• [STUDY TEXT]
======

These vast arcs and pockets are nowhere so apparent as in The California Poem’s “Timetable” inserted into center pages of the book. This timetable stretches from the settling of California 12,500 years ago, noted for being the point in time when “The Channel Islands are settled, ‘fire-reddened earth’” to our current date wherein the “Vandenberg Air Force Base plans to enlarge its facilities to construct a rocket-launching spaceport at Pt. Concepción (one of the oldest non-Native place-names in the U.S.), Chumash name humqaq—strategic as the gates from which the souls of the dead depart.” (80). With its compact form and grand scope of ages, this timetable speaks to the epic concerns of the project: generation and destruction, evolution and extinction, and the ways in which the names of things weave into a pattern of change wrought by time and human volition.

In terms of sensibility and project, the H.D. of Trilogy and Helen in Egypt and the William Carlos Williams of Paterson are The California Poem’s modernist parents. Although occupied with historical and scientific fact, the lyrical qualities and cadences of The California Poem’s “I” take after their mother, H.D. Both poets are visionary storytellers writing from spheres of knowledge founded upon personal relations and individual experience of history, text, and humanity. Early on in Sikelianos’s book we get a personal invocation of the power of imagination and vision to help the author reach across the country from her current location in New York to write about her homeland, California:

Eleni, I
does not kill as readily
as other animals “to abstract from my one self love, to enter it
in generality”like all the relaxed hoplites
of Lydia, Eleni, float
out over the East
River (85)

Here, we are assured, much as we are in H.D.’s Trilogy, that this is an epic born of personal experience and thought; there is no manufactured “speaker” in this poem, the “I” of the project is one and the same as the author writing the project. And as vision and dream create the driving energy of H.D.’s long poems, dream generates and sustains The California Poem: “I want to tell you about the dream,” Sikelianos says in the beginning pages of the poem, “The California is a paradise lake with colorful animals dream./ The when I go back to my homeland California is a paradise I am happy for you dream.”
If The California Poem receives much of its lyrical DNA from H.D., it gets its subject matter DNA from William’s epic, Paterson, for both works take for their subject matter and hero a physical place in the American landscape. The California Poem shares Paterson’s treatment of location via concern with local geography, language(s), customs, and the lives and deaths suffered by each location. Both poems trace these local elements across time through changes in the landscape and through such written artifacts as diary entries made by gold diggers during the gold rush (The California Poem) and newspaper articles describing the discovery of valuable pearls in the Notch Brook (Paterson). Both authors have a stunning capacity to telescope from the particular to the general in sweeping arcs of language, rendering both projects exercises, each in their own particular ways, of Williams’s famous dictate: no ideas but in things.

======

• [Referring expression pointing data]
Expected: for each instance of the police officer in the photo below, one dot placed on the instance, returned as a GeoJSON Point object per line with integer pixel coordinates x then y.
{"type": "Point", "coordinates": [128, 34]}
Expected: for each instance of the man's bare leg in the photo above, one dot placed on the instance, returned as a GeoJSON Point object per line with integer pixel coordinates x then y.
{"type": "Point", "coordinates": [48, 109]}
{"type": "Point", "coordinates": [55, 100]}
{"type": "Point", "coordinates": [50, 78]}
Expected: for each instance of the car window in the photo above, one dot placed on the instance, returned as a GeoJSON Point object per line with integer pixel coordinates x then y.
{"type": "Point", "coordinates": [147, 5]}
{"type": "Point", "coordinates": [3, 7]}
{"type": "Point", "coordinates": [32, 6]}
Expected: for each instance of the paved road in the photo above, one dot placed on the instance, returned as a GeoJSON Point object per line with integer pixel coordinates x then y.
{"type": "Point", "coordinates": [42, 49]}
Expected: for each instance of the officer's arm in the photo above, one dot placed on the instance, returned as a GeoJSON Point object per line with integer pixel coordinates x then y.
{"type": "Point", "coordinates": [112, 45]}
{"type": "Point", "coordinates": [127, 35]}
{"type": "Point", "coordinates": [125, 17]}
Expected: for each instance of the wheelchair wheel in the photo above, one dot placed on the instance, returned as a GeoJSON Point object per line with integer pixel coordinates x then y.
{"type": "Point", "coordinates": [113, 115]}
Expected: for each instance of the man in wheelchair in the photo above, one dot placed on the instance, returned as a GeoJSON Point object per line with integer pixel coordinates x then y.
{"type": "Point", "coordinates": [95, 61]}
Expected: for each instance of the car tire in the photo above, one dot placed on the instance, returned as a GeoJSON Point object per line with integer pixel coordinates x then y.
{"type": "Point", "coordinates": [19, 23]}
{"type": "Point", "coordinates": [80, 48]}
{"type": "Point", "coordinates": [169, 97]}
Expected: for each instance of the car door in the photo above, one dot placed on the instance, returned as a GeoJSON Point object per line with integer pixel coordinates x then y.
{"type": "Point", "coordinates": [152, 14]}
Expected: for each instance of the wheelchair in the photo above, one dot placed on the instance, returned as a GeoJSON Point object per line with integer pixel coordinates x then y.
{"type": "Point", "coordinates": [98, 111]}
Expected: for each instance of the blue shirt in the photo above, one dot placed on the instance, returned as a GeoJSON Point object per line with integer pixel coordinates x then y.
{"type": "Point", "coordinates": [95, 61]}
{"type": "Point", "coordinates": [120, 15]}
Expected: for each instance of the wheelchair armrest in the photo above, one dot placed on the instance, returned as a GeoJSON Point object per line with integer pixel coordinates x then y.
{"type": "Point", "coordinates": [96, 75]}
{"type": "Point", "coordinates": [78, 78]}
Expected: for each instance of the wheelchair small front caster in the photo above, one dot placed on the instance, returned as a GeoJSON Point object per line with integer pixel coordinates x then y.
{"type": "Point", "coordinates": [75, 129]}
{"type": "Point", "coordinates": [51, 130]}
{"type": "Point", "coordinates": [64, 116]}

======

• [TASK DESCRIPTION]
Pick up the essay on The California Poem after its last sentence and continue it.

• [TASK ANSWER]
It is, in fact, the way in which Sikelianos approaches the “ideas” and “things” of California that sets her work apart from Paterson, for Sikelianos’s relationship to her subject fundamentally differs from Williams’s relationship to Paterson, New Jersey. Indeed, this shift in relationship may be the difference of primary importance between a twentieth century epic and a twenty-first century epic. A history of American place written in the aftermath of postmodernism, written post-9/11 and after Baudrillard’s epical America is bound, if the author has learned anything from the twentieth century, to differ from histories written inside of the last century. The difference is this: where Williams holds a metaphorical relationship to his subject matter, Sikelianos’s relationship to California is not metaphorical, but revelatory.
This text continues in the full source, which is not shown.